Reading passage:
○ ○ ○ ○ ○ ○ ○
But here, in the safety of my own home, my own community, I don't trust to walk out and harbor the drunk or the stoned. Instead I called the police at 3:30 am and asked them to intervene and protect me from the mad and the stranger. In Corvallis I carry fear that stops me from harboring the injured, the fugitive, the slave. I have learned to fear my neighbor, even in this small idyllic town. And for this my heart breaks again. I was relieved that he was not literally my neighbor but an outsider from 'the other side of town.' I don't want to fear those close to me.
And I know that I don't want to fear anyone, we are all equally human, equally divine. My fear exposes more spiritual work for me to do. Maybe it is time for a street retreat so that I can look into the faces of the junkies, the drunks, the fugitives and slaves, and see myself reflected back.
○ ○ ○ ○ ○ ○ ○
Written task A:
Report each line in the records below that includes the word "shop".
○ ○ ○ ○ ○ ○ ○
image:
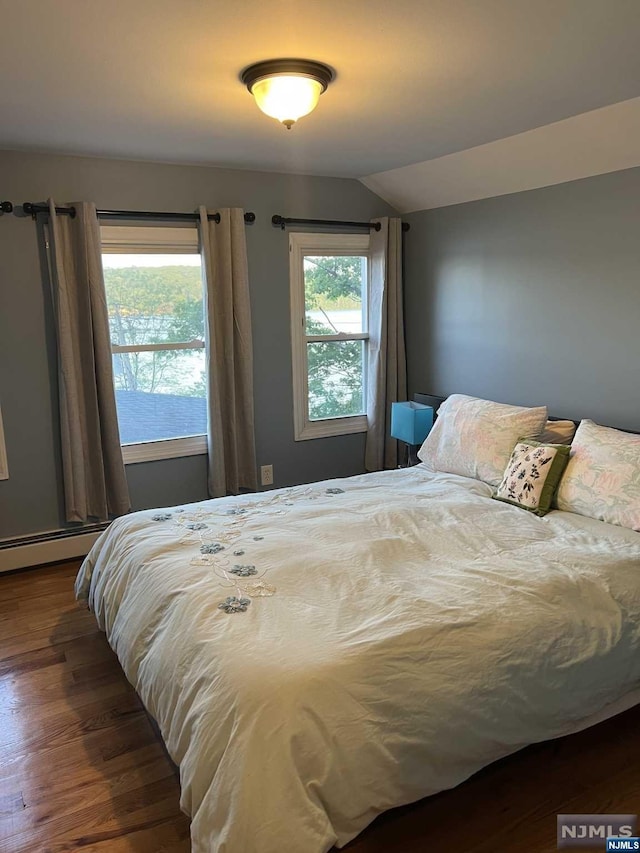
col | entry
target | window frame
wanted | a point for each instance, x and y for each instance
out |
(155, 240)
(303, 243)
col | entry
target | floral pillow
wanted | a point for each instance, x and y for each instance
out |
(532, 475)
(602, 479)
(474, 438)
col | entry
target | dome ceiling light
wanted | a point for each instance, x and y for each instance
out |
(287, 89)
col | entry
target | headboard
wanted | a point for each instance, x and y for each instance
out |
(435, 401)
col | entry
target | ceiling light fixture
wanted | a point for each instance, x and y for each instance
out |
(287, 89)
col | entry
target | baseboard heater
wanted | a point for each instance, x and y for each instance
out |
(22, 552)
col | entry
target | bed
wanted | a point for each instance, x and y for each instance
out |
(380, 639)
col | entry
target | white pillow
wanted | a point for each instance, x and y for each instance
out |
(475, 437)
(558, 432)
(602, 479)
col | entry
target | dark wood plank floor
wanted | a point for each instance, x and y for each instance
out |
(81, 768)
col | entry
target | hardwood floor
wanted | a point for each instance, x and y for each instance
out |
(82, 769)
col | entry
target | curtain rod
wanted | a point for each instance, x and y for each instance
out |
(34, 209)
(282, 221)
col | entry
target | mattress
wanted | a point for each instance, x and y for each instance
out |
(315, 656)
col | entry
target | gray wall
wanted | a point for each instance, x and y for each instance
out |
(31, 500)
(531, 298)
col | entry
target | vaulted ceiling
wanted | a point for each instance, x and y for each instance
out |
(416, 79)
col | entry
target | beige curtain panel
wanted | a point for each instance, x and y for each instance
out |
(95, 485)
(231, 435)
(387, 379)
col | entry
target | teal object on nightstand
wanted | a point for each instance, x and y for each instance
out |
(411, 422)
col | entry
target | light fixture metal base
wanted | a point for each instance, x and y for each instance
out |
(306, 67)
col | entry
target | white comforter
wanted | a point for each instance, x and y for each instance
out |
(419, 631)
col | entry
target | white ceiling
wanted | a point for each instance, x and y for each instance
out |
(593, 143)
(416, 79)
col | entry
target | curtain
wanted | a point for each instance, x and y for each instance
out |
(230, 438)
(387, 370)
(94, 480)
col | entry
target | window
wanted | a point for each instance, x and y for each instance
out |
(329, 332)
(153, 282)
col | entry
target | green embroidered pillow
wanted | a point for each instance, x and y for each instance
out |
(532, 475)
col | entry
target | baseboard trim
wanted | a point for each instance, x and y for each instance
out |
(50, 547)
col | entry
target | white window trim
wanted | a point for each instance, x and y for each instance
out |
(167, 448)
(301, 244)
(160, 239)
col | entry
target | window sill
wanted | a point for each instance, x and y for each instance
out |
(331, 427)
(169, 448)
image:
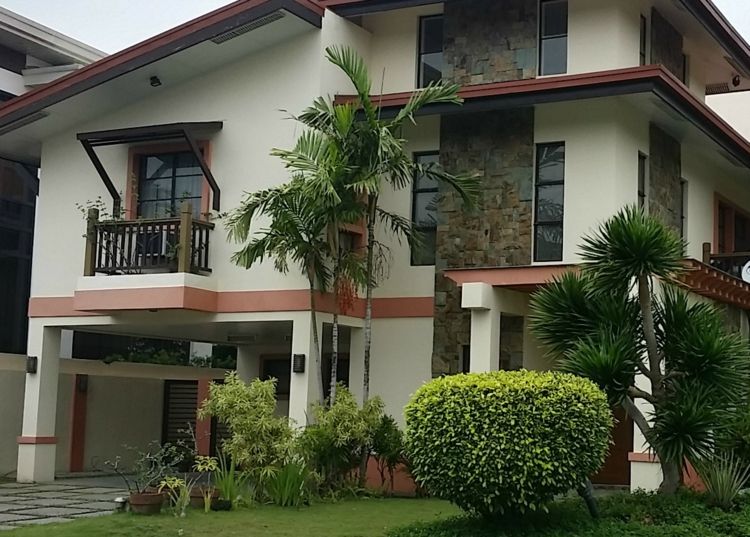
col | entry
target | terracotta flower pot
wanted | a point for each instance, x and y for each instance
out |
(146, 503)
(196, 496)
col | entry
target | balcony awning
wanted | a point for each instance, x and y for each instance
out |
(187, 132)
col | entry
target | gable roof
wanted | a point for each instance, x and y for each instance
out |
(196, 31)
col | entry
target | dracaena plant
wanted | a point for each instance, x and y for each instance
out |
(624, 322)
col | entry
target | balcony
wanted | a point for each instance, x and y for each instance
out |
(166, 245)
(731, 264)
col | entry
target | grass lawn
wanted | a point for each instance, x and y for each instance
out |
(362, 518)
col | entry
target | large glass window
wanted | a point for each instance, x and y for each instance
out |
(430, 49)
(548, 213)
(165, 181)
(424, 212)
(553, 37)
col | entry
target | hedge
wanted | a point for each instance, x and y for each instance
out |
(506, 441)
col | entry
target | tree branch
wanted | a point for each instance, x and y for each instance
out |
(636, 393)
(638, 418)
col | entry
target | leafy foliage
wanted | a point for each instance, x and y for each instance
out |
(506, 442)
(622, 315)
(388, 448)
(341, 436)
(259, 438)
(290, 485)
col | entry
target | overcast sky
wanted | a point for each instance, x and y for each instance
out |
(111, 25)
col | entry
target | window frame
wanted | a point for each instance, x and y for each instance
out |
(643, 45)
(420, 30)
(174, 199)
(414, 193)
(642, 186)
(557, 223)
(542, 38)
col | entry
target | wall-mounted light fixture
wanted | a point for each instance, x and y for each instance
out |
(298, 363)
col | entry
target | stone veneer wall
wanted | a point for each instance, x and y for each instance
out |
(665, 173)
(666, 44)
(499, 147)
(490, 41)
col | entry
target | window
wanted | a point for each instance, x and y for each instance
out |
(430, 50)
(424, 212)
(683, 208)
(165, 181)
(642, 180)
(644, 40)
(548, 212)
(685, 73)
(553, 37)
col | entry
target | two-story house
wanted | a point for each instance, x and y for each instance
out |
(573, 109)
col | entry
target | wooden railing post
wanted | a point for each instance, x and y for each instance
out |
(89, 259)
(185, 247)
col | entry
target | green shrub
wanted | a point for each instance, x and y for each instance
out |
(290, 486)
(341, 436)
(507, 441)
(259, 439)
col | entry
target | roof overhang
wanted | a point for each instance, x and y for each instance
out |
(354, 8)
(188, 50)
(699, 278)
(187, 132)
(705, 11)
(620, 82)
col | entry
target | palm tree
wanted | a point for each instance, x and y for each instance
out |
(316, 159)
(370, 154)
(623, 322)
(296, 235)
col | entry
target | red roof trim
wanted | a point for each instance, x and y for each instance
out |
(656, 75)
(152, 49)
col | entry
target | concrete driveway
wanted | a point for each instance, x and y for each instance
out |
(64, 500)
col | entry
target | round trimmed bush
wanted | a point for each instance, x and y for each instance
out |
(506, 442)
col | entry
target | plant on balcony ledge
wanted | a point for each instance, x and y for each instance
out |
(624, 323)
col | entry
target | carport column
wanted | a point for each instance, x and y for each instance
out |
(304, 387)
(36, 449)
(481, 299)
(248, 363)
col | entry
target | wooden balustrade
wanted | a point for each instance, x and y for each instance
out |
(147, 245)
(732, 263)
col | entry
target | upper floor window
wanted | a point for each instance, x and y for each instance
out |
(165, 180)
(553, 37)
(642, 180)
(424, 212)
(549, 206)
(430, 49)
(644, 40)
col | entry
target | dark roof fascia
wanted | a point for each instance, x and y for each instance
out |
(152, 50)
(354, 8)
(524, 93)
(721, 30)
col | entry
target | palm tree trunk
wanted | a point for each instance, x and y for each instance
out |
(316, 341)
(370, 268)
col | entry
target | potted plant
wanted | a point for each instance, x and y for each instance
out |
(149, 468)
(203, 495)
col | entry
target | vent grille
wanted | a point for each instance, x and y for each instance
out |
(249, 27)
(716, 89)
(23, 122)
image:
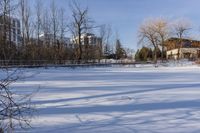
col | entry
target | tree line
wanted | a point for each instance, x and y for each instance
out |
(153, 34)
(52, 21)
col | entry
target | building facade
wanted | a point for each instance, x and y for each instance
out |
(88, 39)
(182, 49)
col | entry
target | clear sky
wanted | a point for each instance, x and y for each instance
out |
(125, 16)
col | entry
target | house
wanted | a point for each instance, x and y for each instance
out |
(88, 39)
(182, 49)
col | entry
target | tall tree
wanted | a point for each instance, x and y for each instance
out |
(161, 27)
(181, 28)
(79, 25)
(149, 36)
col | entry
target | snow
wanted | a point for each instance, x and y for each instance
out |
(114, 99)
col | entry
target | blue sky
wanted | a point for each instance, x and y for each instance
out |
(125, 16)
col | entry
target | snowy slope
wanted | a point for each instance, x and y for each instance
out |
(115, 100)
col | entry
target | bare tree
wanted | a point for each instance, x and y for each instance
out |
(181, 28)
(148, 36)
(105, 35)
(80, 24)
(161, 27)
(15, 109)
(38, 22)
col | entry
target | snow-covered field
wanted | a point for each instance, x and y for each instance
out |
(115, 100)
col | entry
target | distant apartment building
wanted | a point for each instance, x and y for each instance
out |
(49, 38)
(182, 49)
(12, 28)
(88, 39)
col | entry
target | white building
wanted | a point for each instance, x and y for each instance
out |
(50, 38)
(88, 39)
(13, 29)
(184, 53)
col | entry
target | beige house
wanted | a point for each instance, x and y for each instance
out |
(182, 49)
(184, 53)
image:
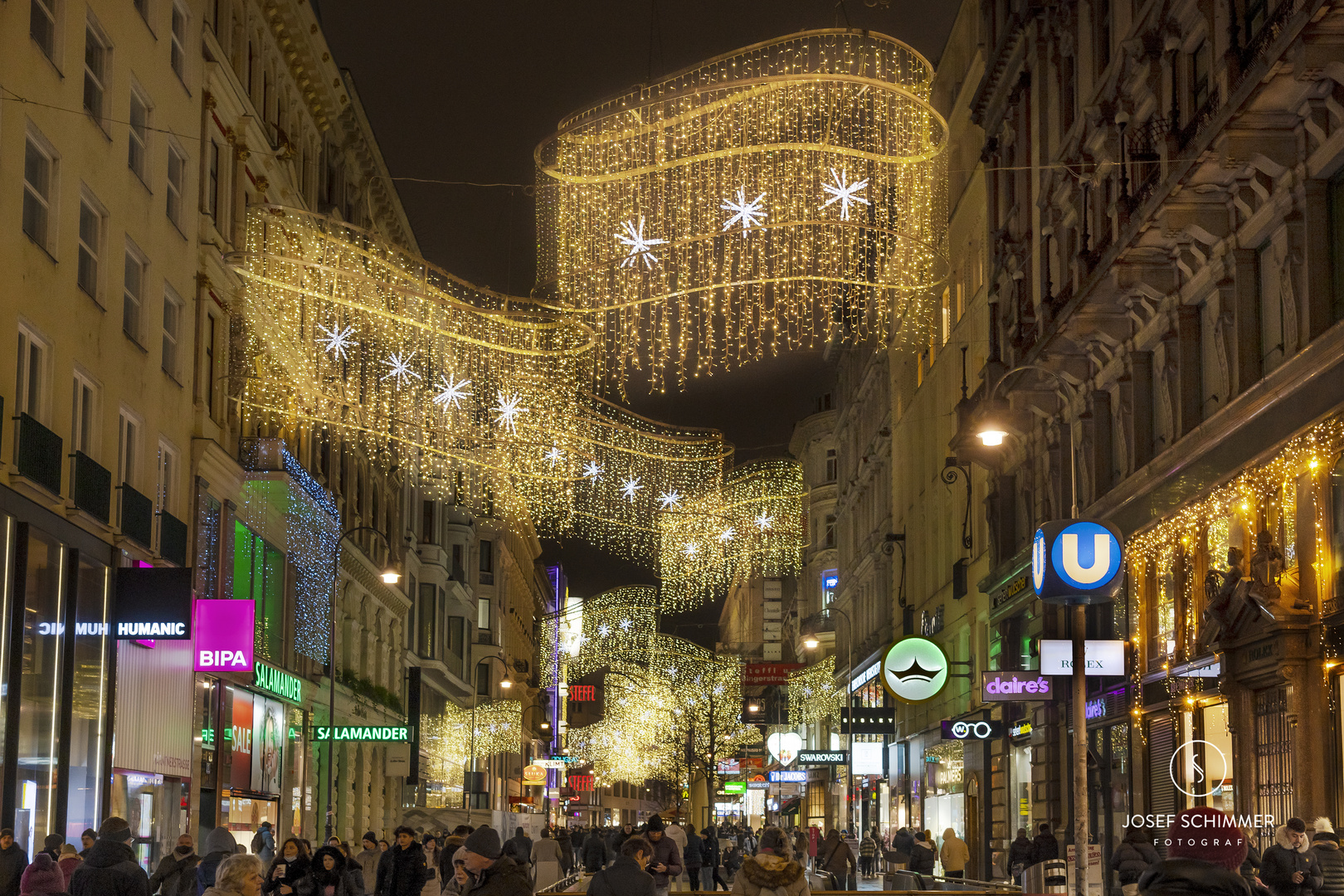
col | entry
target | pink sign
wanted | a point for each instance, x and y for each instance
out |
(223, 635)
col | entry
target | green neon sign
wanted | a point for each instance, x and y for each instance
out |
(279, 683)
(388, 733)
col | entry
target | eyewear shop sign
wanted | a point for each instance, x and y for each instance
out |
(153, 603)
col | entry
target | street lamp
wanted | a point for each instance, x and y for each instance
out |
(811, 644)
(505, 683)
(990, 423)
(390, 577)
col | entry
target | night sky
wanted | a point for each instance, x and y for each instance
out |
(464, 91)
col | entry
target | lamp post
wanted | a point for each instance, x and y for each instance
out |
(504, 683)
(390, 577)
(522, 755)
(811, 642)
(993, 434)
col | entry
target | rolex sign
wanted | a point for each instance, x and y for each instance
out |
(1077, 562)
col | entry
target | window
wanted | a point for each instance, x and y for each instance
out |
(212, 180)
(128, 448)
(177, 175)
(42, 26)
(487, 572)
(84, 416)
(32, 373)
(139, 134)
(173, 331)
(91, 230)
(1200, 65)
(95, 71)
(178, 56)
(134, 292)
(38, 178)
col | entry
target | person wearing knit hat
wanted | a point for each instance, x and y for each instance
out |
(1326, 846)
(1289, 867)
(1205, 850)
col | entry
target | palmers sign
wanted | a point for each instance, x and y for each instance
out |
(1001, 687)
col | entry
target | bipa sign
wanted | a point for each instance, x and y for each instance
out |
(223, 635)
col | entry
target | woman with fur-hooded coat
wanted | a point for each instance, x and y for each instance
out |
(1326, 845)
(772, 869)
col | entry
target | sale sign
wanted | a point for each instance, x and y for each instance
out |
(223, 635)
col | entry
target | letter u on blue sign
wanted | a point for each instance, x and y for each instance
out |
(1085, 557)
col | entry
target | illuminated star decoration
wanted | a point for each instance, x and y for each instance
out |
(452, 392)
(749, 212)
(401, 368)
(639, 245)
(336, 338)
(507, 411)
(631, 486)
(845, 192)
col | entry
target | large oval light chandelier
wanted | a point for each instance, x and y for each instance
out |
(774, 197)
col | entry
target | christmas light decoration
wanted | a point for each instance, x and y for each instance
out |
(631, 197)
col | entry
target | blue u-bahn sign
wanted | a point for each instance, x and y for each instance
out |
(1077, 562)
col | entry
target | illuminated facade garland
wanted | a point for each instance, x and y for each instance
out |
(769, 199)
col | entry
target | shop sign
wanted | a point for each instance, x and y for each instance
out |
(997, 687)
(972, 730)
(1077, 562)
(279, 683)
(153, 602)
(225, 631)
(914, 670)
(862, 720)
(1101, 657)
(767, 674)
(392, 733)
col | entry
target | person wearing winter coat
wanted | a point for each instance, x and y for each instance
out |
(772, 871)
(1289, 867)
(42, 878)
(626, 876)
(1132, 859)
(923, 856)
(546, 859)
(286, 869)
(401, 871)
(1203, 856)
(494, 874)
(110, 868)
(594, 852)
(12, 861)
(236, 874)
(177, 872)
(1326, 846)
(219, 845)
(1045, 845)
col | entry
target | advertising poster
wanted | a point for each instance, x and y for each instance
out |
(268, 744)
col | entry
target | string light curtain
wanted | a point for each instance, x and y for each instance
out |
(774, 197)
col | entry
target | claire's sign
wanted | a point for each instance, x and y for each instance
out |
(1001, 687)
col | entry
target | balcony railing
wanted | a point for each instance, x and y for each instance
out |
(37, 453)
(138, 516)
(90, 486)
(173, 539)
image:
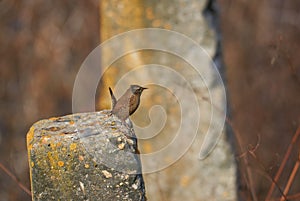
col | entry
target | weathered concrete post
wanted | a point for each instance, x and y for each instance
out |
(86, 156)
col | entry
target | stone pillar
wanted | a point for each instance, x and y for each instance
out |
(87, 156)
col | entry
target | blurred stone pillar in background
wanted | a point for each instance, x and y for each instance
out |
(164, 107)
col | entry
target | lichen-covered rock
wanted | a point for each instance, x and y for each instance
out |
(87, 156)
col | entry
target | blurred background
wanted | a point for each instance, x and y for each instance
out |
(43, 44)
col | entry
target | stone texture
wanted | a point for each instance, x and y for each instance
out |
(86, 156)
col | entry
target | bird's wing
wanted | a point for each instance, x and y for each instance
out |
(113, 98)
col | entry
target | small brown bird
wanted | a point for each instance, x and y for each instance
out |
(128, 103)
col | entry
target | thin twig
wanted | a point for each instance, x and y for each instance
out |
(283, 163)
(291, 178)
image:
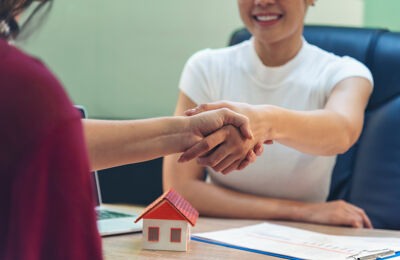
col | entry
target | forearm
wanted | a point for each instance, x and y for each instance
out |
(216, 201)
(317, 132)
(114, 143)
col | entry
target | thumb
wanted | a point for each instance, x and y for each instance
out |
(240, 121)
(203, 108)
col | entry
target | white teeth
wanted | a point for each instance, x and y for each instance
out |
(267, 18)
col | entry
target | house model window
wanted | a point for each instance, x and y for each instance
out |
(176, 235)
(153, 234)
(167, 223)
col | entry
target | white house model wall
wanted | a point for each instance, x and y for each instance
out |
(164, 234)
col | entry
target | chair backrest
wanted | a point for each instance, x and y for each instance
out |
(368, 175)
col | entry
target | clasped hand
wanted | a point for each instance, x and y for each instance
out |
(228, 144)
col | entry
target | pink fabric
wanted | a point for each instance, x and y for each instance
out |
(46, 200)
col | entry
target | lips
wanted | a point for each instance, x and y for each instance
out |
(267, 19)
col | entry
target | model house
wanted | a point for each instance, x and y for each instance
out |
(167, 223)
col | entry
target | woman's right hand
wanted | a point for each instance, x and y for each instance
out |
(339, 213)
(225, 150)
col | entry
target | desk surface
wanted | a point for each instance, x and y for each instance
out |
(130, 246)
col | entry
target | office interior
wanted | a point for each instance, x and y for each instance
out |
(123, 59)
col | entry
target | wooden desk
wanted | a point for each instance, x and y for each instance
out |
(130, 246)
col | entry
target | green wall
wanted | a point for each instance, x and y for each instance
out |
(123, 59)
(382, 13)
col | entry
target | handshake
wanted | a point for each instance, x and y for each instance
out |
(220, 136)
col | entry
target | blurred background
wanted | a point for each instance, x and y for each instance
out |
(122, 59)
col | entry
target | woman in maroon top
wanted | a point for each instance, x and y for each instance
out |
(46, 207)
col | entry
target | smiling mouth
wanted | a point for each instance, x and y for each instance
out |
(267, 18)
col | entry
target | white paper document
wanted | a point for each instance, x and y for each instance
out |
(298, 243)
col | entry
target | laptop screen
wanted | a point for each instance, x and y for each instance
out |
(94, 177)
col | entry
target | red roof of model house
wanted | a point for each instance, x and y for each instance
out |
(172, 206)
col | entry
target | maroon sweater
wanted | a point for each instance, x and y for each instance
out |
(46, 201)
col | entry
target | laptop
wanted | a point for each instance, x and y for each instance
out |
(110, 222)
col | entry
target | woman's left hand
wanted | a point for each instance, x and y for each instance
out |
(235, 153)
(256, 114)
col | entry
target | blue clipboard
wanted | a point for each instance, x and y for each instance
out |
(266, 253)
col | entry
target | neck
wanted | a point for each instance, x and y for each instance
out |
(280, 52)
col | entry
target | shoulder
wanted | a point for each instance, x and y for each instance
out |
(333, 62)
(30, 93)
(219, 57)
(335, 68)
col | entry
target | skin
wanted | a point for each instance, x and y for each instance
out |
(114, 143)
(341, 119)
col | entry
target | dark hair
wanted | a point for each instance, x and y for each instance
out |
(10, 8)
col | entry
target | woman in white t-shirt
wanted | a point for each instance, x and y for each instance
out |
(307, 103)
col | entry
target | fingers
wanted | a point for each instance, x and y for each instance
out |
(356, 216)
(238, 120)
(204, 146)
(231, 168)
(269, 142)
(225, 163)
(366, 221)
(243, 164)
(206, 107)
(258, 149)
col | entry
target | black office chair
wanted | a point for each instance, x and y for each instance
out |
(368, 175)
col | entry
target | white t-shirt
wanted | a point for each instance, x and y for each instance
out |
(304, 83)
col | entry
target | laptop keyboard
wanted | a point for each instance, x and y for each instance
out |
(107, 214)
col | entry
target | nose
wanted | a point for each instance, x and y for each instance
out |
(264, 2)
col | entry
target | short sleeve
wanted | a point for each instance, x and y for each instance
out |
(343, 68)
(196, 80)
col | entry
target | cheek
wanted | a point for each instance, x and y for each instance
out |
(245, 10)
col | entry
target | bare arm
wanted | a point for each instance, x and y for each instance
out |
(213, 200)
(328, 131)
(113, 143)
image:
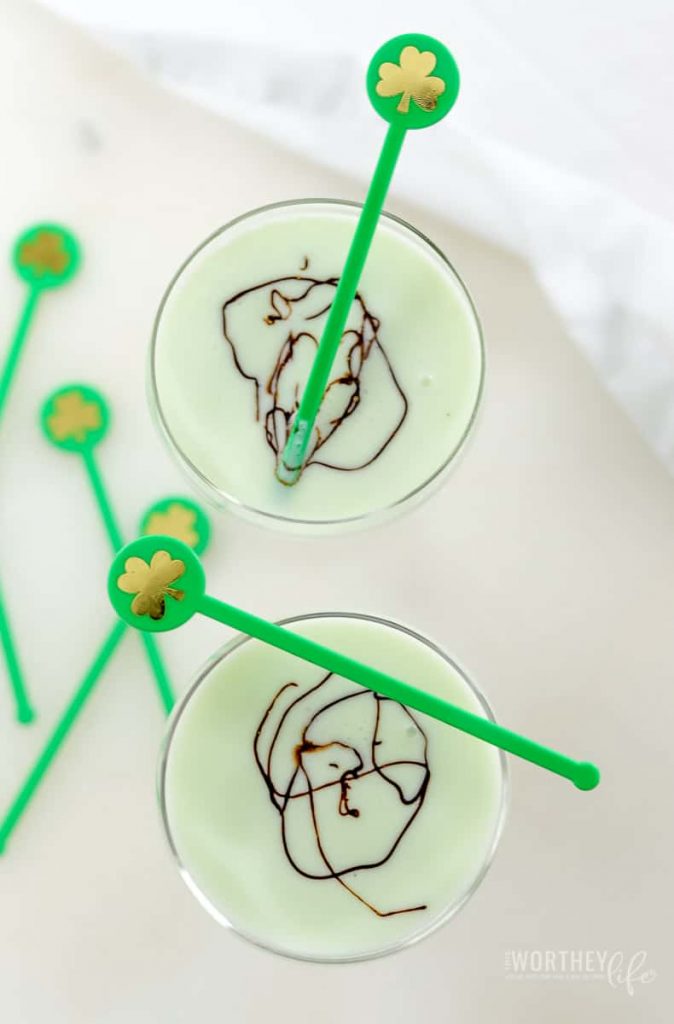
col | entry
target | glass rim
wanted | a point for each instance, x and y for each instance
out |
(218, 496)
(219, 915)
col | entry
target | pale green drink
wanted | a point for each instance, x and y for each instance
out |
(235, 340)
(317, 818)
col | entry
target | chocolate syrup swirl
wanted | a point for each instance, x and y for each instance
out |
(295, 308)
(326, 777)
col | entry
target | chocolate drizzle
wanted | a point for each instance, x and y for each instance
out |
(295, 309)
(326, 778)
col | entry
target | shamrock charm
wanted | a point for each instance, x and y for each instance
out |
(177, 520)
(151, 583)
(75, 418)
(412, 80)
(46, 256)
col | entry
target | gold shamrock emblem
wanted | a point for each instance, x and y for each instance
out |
○ ○ ○ ○ ○ ○ ○
Written task B:
Pick up the reflection on fearing one's neighbors in Corvallis after its last sentence and keep writing it.

Written answer A:
target | eyewear shop sign
target | shop sign

Written answer B:
Sung by the UUFC Chorus on Sunday Oct 16,
now playing in my head:
Would you harbor a Christian, a Muslim, a Jew,
a heretic, convict or spy?
Would you harbor a run away woman, or child,
a poet, a prophet, a king?
Would you harbor an exile, or a refugee,
a person living with AIDS?
Would you harbor a Tubman, a Garrett, A Truth
a fugitive or a slave?
Would you harbor a Haitian Korean or Czech,
a lesbian or a gay?
from "Would you harbor me?" by Y.M. Barnwell (c)1994)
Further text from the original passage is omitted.